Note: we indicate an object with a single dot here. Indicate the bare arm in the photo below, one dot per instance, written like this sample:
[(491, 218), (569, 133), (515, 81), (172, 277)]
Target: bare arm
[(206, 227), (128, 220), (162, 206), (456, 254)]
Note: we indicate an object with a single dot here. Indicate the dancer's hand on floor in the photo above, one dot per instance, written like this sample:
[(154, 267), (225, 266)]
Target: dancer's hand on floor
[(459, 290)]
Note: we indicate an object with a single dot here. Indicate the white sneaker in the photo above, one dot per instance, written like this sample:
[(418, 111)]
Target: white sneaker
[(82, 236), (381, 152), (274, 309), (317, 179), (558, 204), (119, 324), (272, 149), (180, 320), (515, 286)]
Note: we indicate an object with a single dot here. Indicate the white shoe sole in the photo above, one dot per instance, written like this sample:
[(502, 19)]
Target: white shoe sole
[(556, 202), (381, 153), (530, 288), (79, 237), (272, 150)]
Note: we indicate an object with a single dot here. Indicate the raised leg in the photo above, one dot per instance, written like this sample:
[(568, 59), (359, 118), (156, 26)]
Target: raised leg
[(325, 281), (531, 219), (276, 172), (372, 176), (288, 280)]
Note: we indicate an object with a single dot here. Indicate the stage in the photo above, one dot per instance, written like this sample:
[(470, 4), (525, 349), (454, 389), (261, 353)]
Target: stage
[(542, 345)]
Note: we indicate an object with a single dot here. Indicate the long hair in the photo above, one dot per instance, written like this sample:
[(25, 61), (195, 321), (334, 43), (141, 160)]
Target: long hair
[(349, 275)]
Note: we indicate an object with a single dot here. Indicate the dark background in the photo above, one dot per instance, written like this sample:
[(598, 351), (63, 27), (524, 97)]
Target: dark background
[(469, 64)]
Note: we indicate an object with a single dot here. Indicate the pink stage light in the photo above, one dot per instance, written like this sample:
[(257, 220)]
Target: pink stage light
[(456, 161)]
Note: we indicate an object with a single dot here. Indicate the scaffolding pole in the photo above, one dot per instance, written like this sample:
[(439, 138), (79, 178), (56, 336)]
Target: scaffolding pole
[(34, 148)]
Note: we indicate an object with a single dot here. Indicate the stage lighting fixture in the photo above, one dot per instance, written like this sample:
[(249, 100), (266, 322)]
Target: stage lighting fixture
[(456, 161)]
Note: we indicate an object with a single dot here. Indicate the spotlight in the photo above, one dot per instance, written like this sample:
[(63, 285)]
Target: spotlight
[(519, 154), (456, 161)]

▬▬▬▬▬▬

• Exercise directions:
Copy the lines of the records from the line with "Indicate the dark" up to and including the line with "[(469, 64)]". Multiply each answer coordinate by 1.4 and round to the nearest whole number, rounding halves up, and keep every other line as it is.

• Solution:
Note: we indicate an object with a single dot here. Indicate the dark background in the photo above, one dot per instance, written like this sample:
[(598, 351), (63, 27), (524, 97)]
Target: dark background
[(657, 90)]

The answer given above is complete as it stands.